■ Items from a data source
********
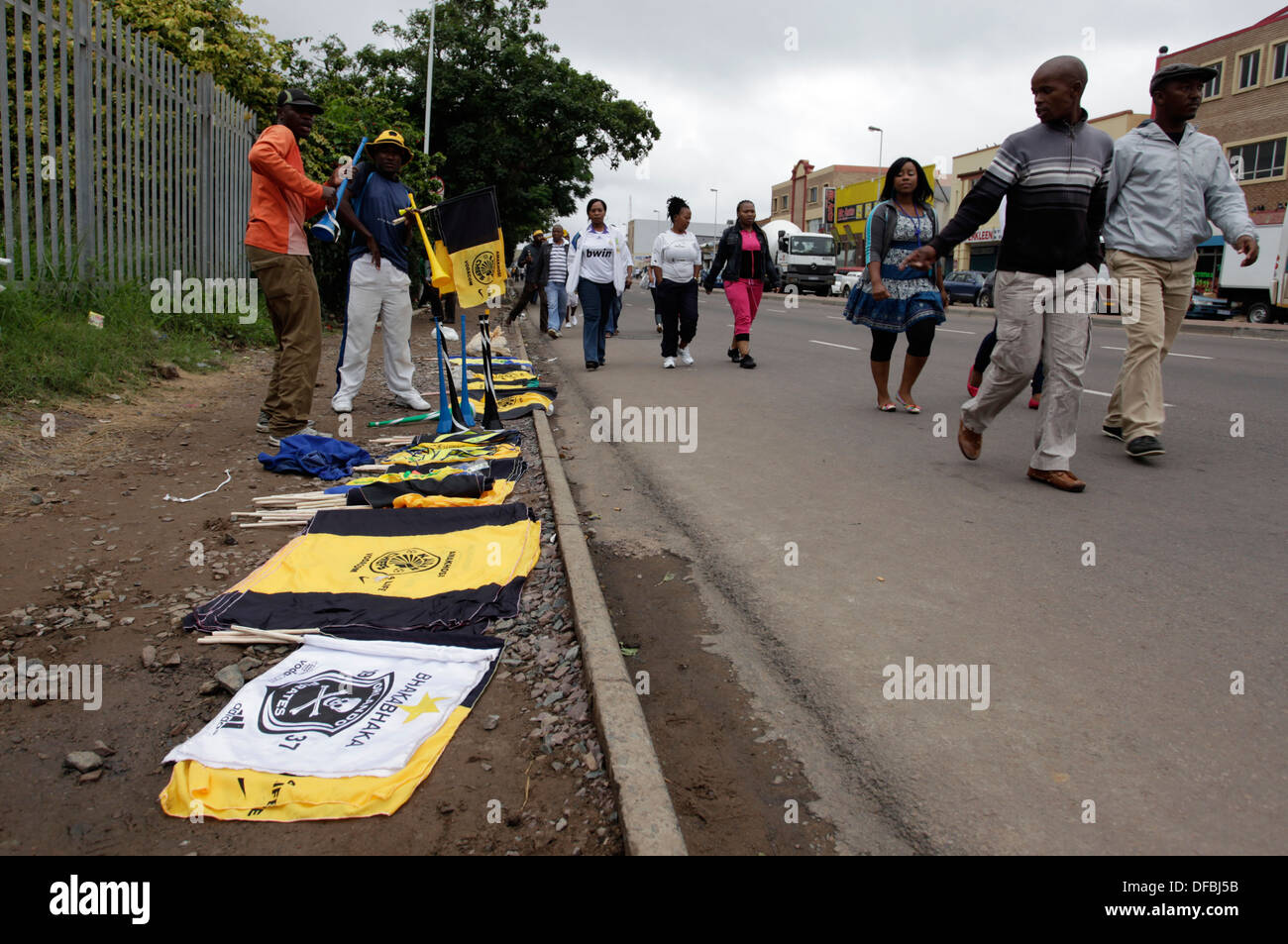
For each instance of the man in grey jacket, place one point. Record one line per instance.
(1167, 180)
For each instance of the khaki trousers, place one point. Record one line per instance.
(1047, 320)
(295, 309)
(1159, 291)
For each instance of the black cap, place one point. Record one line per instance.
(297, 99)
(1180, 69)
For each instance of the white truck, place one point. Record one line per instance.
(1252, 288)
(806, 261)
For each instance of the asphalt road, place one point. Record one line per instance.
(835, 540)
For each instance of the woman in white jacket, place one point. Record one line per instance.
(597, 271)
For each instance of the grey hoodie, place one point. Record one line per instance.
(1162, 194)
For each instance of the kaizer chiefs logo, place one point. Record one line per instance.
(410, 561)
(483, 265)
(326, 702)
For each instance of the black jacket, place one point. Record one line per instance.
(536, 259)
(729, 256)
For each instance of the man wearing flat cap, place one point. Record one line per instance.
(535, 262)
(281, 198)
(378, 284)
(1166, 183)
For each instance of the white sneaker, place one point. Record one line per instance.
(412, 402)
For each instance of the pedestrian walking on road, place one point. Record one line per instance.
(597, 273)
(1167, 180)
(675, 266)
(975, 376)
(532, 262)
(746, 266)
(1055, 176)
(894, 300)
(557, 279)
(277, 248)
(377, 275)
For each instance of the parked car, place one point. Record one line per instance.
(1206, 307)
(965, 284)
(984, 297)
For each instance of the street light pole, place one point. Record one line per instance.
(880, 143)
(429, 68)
********
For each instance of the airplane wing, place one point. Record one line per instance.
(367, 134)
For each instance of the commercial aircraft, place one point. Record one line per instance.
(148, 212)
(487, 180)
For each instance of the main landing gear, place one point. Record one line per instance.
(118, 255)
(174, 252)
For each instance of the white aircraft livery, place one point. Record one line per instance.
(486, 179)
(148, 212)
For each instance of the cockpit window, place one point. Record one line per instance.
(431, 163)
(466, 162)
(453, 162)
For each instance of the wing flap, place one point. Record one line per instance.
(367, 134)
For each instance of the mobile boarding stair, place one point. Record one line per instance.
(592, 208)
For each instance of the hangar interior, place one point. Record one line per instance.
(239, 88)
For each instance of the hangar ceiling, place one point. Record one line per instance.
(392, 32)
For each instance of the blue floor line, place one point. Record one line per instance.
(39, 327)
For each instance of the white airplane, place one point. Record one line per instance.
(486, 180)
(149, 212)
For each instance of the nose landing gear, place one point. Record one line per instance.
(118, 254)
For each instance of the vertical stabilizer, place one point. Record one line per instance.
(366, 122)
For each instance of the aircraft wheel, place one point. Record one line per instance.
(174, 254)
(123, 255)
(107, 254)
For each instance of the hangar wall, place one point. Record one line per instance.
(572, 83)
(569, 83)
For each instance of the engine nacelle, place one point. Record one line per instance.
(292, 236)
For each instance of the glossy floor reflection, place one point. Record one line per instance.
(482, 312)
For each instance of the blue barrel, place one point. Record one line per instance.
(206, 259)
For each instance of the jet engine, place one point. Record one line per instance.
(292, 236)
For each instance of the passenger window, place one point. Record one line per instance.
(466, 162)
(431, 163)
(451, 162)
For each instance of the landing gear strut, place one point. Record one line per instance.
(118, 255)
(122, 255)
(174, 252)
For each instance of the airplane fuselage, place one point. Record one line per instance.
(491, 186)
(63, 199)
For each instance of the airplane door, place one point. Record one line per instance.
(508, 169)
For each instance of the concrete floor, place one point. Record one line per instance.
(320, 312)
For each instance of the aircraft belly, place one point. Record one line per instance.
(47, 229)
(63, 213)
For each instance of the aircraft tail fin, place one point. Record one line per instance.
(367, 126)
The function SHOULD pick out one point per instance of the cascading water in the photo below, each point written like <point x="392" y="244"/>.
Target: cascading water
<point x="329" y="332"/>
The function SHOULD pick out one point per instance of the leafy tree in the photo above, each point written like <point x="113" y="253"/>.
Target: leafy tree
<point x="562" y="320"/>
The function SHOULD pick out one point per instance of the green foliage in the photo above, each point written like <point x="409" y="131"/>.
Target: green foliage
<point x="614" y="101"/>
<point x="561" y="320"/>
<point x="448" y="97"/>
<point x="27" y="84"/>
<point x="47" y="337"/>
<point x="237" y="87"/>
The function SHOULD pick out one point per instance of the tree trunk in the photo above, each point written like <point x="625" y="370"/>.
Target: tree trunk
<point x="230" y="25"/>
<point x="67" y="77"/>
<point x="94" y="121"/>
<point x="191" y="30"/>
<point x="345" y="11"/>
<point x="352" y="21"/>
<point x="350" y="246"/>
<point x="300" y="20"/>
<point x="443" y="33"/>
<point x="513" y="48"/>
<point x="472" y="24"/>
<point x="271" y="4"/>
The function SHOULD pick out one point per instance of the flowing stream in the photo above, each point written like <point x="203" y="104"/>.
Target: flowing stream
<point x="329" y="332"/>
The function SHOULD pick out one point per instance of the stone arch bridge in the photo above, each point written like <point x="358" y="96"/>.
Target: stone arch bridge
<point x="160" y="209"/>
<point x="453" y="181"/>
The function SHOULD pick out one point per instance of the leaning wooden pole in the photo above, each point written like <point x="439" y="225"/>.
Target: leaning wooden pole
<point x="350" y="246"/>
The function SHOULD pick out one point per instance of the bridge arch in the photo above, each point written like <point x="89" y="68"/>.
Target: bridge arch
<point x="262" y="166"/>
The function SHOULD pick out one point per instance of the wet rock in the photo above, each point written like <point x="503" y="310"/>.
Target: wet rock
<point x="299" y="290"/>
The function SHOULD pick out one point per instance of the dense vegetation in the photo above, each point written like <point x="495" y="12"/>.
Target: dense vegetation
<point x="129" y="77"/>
********
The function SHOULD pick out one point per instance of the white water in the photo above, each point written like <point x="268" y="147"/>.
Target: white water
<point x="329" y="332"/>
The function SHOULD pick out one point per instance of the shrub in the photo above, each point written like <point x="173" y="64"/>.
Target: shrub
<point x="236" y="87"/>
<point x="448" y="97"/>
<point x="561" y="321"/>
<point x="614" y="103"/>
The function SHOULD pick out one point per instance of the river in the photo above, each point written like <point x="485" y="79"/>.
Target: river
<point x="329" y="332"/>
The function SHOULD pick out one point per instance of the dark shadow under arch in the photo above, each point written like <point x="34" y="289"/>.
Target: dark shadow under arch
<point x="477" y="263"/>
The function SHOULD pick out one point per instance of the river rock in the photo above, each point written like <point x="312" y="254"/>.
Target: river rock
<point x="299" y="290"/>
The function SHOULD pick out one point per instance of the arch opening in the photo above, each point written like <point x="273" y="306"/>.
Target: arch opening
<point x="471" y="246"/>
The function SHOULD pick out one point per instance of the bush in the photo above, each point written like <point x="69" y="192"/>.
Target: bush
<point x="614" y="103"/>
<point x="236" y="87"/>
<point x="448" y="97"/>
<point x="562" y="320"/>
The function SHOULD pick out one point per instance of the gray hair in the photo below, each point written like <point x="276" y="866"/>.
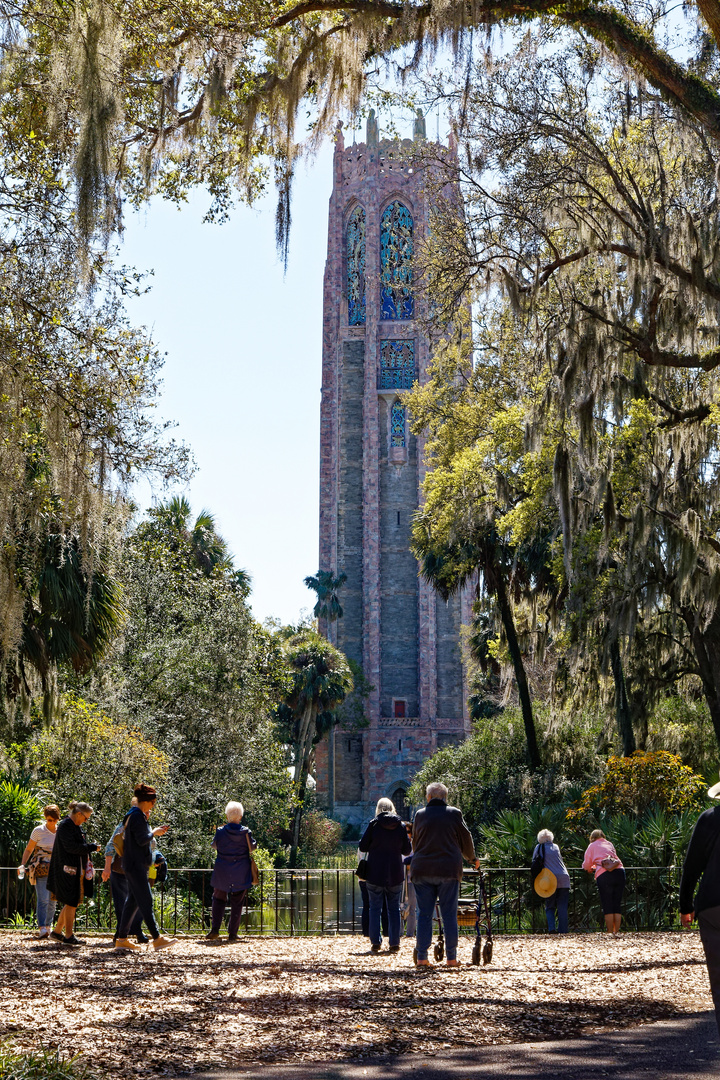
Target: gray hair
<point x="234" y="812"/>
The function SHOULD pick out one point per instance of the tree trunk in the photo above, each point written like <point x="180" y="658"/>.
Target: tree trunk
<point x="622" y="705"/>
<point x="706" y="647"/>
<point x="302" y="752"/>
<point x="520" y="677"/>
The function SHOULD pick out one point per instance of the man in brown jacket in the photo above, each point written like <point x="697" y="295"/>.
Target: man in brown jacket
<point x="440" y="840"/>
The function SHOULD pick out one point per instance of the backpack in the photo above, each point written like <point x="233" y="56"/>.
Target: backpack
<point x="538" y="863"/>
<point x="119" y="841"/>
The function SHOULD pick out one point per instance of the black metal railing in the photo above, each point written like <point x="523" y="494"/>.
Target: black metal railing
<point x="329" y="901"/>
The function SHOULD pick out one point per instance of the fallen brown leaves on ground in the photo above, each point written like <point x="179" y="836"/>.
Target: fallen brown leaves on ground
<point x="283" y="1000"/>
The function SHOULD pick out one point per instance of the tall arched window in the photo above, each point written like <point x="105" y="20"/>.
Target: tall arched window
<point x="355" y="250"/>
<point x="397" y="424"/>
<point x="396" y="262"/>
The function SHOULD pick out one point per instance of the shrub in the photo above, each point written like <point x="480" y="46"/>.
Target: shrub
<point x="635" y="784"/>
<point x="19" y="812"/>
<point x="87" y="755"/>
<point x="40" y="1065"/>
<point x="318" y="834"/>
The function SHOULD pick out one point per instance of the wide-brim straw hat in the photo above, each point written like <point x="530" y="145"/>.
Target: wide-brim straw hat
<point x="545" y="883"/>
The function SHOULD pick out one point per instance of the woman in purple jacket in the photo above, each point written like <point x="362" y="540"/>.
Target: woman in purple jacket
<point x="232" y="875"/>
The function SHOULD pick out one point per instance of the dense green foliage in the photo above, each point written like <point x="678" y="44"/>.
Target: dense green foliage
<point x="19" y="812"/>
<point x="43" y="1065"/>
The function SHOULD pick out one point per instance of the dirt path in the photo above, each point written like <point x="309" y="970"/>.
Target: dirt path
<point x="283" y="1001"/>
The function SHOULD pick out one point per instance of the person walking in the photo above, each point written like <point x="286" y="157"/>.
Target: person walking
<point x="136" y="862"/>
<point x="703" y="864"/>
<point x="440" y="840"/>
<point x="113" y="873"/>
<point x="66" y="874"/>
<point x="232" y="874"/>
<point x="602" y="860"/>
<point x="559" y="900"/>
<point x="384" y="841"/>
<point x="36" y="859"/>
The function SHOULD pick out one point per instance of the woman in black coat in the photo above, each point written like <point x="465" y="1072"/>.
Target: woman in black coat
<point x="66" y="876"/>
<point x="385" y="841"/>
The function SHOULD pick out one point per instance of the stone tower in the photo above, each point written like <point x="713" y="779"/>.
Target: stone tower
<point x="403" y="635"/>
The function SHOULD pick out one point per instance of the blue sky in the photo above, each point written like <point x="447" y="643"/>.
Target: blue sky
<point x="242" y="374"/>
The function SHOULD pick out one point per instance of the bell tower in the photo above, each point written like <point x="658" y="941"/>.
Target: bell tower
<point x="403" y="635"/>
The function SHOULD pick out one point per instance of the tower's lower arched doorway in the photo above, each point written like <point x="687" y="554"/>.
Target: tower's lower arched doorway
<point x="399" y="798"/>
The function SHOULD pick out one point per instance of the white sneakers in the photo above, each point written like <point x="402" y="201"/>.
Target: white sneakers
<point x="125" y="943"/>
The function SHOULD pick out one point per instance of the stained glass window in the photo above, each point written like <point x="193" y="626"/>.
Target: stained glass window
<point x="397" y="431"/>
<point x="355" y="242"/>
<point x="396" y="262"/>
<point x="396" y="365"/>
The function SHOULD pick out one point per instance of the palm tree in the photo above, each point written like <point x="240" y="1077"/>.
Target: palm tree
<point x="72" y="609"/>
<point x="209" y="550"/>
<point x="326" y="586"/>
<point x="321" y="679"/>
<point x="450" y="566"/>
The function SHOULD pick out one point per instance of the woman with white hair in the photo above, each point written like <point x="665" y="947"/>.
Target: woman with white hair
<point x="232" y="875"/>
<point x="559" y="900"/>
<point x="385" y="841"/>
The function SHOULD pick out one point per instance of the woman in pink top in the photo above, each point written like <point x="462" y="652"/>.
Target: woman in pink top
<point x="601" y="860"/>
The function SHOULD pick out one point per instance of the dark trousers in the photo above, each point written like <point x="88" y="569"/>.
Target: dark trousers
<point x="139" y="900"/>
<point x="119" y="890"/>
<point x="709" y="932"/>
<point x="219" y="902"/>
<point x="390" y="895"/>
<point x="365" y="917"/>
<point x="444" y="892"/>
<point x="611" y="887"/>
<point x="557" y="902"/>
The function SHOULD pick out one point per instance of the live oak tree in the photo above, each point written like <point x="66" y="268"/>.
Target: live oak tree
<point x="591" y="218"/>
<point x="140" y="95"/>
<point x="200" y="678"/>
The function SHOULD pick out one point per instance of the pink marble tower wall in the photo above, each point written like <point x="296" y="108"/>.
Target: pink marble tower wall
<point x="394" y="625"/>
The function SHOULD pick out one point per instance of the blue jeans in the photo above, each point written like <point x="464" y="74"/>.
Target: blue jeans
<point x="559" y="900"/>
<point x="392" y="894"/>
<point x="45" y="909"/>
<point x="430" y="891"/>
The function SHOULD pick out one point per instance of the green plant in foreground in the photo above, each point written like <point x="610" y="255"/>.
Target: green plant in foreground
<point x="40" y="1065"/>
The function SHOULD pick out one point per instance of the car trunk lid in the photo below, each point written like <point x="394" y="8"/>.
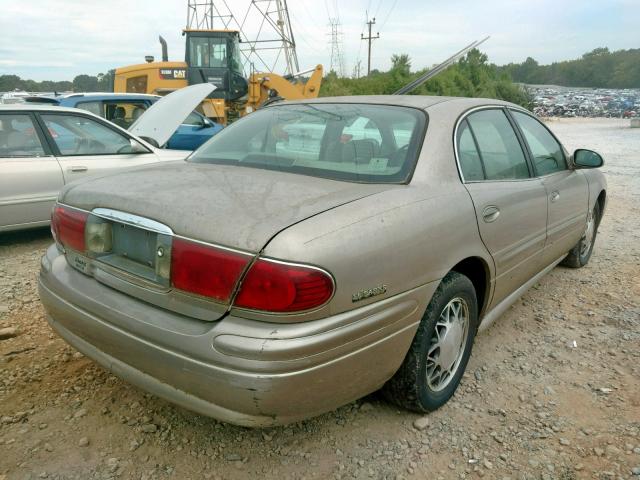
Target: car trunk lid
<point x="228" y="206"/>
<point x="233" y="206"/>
********
■ GIVEN TASK
Show every line above that contains the word "floor", copying each one in full, and treat uppercase and lowercase letters as different.

■ SOLUTION TO THE PROBLEM
For each instance of the blue floor line, place one point. Record one line per instance.
For each instance of the glossy floor reflection, place one point. Record one line per instance.
For each instance of the concrete floor, place one point. Record one line per instance.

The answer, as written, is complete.